[EXERCISE DETAILS]:
Rewrite these lines with "tree" renamed to "bush" throughout, changing nothing else.

Start of EXCERPTED DATA

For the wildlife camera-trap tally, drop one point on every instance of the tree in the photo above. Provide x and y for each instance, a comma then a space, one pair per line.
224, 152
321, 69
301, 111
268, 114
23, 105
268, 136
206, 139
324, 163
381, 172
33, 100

End of EXCERPTED DATA

[TASK RESULT]:
For the wildlife camera-trap tally, drop one point on every instance of the bush in the photo above. Provide x and y for each instance, a comma then a space, one pair per line.
224, 152
321, 69
301, 111
268, 114
23, 105
268, 136
206, 139
324, 163
381, 172
33, 100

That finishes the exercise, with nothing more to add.